Copy the listing verbatim, starting with the line that contains "Give the mask of every instance of the woman's hand" and continuing through its final line, both included.

--- begin ---

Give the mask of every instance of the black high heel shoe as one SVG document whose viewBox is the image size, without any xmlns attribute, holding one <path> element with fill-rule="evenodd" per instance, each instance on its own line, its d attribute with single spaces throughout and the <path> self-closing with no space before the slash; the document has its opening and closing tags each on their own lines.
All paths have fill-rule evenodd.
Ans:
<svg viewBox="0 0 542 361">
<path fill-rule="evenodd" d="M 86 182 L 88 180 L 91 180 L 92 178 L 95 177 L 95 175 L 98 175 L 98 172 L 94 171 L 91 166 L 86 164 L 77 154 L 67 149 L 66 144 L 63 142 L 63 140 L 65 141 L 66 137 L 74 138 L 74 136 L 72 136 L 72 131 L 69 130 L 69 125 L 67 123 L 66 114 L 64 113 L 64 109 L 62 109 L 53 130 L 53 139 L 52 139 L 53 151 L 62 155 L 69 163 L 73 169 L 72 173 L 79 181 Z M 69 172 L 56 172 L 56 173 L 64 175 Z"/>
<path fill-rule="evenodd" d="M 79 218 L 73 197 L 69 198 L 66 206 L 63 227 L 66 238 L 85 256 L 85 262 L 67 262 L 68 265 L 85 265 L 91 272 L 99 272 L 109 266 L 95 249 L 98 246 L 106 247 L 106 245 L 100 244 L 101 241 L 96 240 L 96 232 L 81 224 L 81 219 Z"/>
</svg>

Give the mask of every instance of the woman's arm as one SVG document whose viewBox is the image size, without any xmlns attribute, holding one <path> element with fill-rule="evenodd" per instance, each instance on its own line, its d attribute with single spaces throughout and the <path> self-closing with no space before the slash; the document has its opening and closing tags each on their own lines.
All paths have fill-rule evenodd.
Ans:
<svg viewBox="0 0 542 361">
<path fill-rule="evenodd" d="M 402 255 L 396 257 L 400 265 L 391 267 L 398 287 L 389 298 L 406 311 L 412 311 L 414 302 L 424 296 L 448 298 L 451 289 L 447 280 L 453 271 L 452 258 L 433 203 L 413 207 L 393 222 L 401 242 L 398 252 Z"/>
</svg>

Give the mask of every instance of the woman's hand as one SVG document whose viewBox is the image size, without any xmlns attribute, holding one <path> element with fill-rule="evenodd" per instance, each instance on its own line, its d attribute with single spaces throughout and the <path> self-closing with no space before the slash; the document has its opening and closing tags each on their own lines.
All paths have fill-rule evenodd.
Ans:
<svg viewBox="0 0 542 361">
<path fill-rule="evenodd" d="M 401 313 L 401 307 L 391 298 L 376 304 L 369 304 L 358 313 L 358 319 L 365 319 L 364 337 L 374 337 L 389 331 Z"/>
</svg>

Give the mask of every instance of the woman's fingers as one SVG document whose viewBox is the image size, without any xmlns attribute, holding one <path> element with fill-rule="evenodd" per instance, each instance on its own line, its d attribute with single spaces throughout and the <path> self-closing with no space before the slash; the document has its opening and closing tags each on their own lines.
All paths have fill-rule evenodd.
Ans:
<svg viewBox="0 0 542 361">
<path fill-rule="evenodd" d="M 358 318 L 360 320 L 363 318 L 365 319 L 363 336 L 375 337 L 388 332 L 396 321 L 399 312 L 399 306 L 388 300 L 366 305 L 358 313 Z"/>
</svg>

--- end ---

-- Final result --
Give the mask of every instance of the woman's hand as one SVG document whose viewBox is the image size, without any xmlns attribute, holding one <path> element with fill-rule="evenodd" per instance, each instance on its own line, its d attribute with single spaces throughout and the <path> self-closing with no space before the slash; the document has its opening and closing tags each on their own lines.
All paths have fill-rule evenodd.
Ans:
<svg viewBox="0 0 542 361">
<path fill-rule="evenodd" d="M 401 313 L 401 307 L 391 298 L 376 304 L 369 304 L 358 313 L 358 319 L 365 319 L 364 337 L 374 337 L 389 331 Z"/>
</svg>

Give the mask of every instance of the woman's fingers as one SVG document whose viewBox is the image size, without any xmlns attribute, holding one <path> element with fill-rule="evenodd" per instance, each instance on its own line, its d attribute with single spaces throughout and the <path> self-closing with no space before the slash; the document has its opening and closing tags each on their own lines.
All paths have fill-rule evenodd.
Ans:
<svg viewBox="0 0 542 361">
<path fill-rule="evenodd" d="M 358 318 L 360 320 L 363 318 L 365 319 L 363 336 L 375 337 L 388 332 L 396 321 L 399 312 L 399 306 L 388 300 L 366 305 L 358 313 Z"/>
</svg>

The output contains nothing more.